===== Reading passage =====
This release also provides prospective financial information that includes “Adjusted EBITDA,” and “Free cash flow conversion,” each a financial measure that is not calculated in accordance with GAAP and provided only as supplemental information. The Company provides prospective Adjusted EBITDA and Free cash flow conversion for the reasons set forth above and provides Free cash flow conversion because it is a useful measure to investors as to the ongoing liquidity of the business after required capital expenditure investments. The Company is not able to provide a reconciliation without unreasonable efforts of its prospective guidance related to these non-GAAP financial measures to their most directly comparable GAAP financial measure due to the unknown effect, timing and potential significance of external and internal business activities that the Company believes are material to the comparable GAAP financial measure. The assumptions and estimates underlying prospective financial information are inherently uncertain and are subject to a wide variety of significant business, economic and competitive risks and uncertainties that could cause actual results to differ materially from those contained in the prospective financial information. See “Forward-Looking Statements” below. Accordingly, there can be no assurance that the prospective results are indicative of the future performance of the Company or that actual results will not differ materially from those described in the prospective financial information, and any reference to prospective financial outlooks in this release should not be regarded as a representation by any person that such results will be achieved.

For a further description of Adjusted EBITDA and Adjusted net income and explanation of the Company’s use thereof, please see “Reconciliation of Non-GAAP Financial Measure” in the tables that follow.

Forward‐Looking Statements

This news release includes "forward-looking statements" within the meaning of the "safe harbor" provisions of the United States Private Securities Litigation Reform Act of 1995. Forward-looking statements may be identified by the use of words such as "estimate," "plan," "project," "forecast," "intend," "expect," "anticipate," "believe," "seek," "target" or other similar expressions that predict or indicate future events or trends or that are not statements of historical matters.
=====
Written problem A ::
Print the part of the news release excerpt that opens with the words containing "For a further" and closes with "of historical matters.".
Written problem B ::
According to the news release excerpt, the "safe harbor" provisions of which law define its forward-looking statements?
===== Raw data =====
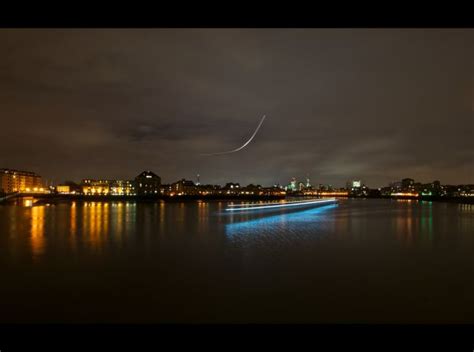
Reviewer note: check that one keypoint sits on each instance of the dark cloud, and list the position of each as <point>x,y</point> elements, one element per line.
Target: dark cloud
<point>372,104</point>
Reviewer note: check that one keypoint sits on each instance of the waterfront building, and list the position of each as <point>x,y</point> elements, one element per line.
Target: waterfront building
<point>95,187</point>
<point>63,189</point>
<point>147,183</point>
<point>184,187</point>
<point>20,181</point>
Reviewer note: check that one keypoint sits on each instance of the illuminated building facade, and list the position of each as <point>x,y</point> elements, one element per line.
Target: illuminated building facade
<point>148,183</point>
<point>20,181</point>
<point>183,187</point>
<point>107,187</point>
<point>95,187</point>
<point>63,189</point>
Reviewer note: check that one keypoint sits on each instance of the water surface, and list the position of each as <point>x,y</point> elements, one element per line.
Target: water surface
<point>371,260</point>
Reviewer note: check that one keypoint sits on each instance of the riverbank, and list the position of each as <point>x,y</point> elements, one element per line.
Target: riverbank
<point>63,198</point>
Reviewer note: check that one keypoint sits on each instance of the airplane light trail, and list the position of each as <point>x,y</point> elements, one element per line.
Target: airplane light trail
<point>244,145</point>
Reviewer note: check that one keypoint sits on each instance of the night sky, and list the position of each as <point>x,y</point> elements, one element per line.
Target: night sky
<point>376,105</point>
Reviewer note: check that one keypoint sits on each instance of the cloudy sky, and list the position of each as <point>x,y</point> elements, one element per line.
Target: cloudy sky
<point>376,105</point>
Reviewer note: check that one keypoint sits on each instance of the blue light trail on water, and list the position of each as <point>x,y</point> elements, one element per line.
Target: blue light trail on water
<point>295,222</point>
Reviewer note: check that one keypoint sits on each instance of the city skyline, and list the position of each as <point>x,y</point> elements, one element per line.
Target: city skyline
<point>372,104</point>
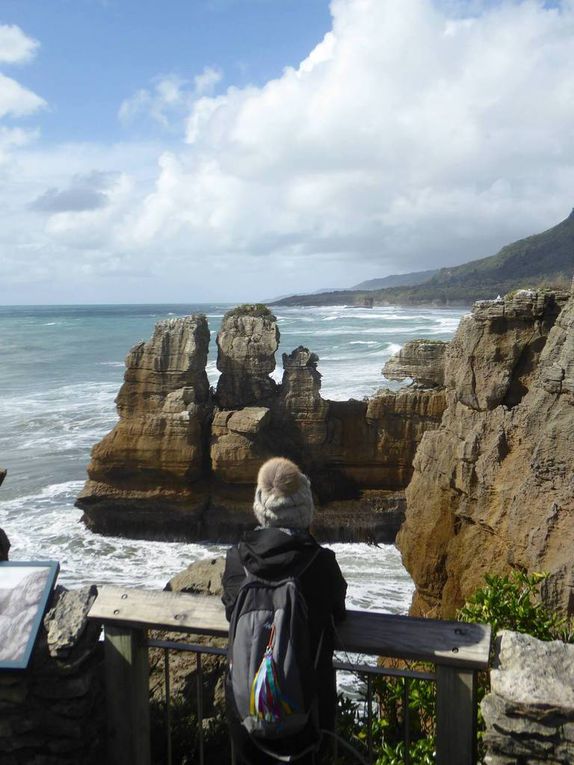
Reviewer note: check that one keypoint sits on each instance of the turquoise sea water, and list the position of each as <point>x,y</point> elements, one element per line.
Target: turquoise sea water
<point>60,369</point>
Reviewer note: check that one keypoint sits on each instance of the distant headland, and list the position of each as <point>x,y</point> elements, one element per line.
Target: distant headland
<point>542,260</point>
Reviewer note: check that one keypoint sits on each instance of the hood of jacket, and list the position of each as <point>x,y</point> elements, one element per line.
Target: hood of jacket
<point>273,553</point>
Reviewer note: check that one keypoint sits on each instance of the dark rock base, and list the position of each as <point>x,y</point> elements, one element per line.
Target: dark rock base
<point>375,518</point>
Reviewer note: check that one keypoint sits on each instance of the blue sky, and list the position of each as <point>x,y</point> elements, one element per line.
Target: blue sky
<point>240,149</point>
<point>96,53</point>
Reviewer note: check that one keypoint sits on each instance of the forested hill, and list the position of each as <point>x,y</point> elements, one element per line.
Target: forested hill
<point>539,260</point>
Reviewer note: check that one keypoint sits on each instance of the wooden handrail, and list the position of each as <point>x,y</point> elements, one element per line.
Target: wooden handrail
<point>457,649</point>
<point>450,643</point>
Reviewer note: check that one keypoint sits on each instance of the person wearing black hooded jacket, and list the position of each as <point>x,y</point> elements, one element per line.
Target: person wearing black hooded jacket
<point>280,547</point>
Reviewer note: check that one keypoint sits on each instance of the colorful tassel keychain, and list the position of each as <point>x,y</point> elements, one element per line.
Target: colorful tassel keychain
<point>267,702</point>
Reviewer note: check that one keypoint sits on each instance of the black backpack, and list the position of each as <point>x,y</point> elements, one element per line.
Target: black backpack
<point>272,674</point>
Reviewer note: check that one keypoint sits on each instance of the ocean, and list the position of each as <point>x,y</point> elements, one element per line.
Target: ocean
<point>60,370</point>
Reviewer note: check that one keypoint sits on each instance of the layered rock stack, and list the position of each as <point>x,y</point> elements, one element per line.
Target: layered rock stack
<point>529,714</point>
<point>182,463</point>
<point>246,342</point>
<point>53,712</point>
<point>4,541</point>
<point>493,487</point>
<point>156,452</point>
<point>419,360</point>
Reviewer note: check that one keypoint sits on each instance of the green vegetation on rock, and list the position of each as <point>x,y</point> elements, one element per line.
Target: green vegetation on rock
<point>250,309</point>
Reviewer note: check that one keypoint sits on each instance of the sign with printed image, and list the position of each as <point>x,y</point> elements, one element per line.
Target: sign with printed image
<point>24,591</point>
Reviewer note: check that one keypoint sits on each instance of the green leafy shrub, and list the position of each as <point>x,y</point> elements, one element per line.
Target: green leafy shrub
<point>512,602</point>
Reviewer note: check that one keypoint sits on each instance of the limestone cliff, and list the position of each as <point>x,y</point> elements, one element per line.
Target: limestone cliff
<point>246,342</point>
<point>4,541</point>
<point>493,485</point>
<point>181,463</point>
<point>419,360</point>
<point>156,452</point>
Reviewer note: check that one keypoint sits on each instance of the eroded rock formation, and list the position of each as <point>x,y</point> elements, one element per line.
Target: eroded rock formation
<point>4,541</point>
<point>247,342</point>
<point>182,463</point>
<point>529,713</point>
<point>419,360</point>
<point>148,463</point>
<point>493,487</point>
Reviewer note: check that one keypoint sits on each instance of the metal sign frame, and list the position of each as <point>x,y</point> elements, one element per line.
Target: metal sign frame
<point>15,572</point>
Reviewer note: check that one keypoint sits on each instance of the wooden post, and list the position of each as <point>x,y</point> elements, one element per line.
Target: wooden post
<point>127,696</point>
<point>455,716</point>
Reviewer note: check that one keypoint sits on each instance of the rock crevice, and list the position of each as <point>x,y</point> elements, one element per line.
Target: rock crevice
<point>182,462</point>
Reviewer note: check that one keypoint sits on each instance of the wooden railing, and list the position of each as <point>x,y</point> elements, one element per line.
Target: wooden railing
<point>457,650</point>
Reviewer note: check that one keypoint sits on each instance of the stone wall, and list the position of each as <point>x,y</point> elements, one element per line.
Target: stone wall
<point>52,713</point>
<point>529,713</point>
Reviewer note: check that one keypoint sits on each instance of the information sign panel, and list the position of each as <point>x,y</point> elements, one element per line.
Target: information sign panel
<point>24,591</point>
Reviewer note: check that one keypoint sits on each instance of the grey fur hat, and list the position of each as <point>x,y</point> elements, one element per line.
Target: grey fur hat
<point>283,497</point>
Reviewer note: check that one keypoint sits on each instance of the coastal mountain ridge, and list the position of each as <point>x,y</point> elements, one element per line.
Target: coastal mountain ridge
<point>395,280</point>
<point>544,259</point>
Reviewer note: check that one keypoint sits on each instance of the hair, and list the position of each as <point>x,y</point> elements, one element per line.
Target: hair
<point>279,476</point>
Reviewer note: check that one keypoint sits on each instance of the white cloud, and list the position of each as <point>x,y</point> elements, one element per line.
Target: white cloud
<point>169,98</point>
<point>16,100</point>
<point>15,46</point>
<point>410,137</point>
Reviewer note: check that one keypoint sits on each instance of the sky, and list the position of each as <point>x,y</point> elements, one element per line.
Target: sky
<point>237,150</point>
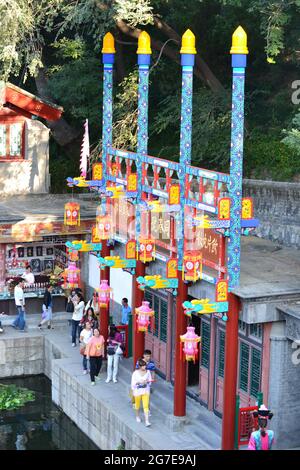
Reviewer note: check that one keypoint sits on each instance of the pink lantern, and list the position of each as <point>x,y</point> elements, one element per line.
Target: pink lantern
<point>71,276</point>
<point>104,294</point>
<point>144,313</point>
<point>190,344</point>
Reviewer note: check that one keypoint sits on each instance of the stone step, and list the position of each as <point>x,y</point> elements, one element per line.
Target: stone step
<point>59,320</point>
<point>208,427</point>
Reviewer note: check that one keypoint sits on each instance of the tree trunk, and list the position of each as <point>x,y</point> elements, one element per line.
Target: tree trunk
<point>65,135</point>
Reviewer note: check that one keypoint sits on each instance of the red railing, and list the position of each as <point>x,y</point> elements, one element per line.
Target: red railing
<point>247,424</point>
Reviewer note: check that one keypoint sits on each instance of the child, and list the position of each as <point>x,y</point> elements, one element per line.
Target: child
<point>85,336</point>
<point>140,386</point>
<point>150,364</point>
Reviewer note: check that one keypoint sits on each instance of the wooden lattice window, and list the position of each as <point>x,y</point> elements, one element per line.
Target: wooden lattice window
<point>221,353</point>
<point>160,307</point>
<point>255,372</point>
<point>250,369</point>
<point>205,344</point>
<point>11,141</point>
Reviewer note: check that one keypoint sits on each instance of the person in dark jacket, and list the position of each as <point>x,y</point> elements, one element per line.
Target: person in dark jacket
<point>47,308</point>
<point>89,317</point>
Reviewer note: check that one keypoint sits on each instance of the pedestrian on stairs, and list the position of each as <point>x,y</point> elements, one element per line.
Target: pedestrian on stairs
<point>262,439</point>
<point>140,385</point>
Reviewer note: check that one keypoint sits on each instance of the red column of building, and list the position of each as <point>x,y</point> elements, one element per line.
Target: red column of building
<point>231,371</point>
<point>137,298</point>
<point>104,312</point>
<point>180,365</point>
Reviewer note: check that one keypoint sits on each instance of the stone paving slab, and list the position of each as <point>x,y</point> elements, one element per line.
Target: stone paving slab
<point>104,412</point>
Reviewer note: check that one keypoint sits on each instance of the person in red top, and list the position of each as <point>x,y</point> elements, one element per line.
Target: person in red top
<point>263,439</point>
<point>94,353</point>
<point>114,352</point>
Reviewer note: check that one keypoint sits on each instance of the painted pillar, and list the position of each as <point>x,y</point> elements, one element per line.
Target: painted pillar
=====
Task solution A ::
For a further description of Adjusted EBITDA and Adjusted net income and explanation of the Company’s use thereof, please see “Reconciliation of Non-GAAP Financial Measure” in the tables that follow.

Forward‐Looking Statements

This news release includes "forward-looking statements" within the meaning of the "safe harbor" provisions of the United States Private Securities Litigation Reform Act of 1995. Forward-looking statements may be identified by the use of words such as "estimate," "plan," "project," "forecast," "intend," "expect," "anticipate," "believe," "seek," "target" or other similar expressions that predict or indicate future events or trends or that are not statements of historical matters.

Task solution B ::
The United States Private Securities Litigation Reform Act of 1995.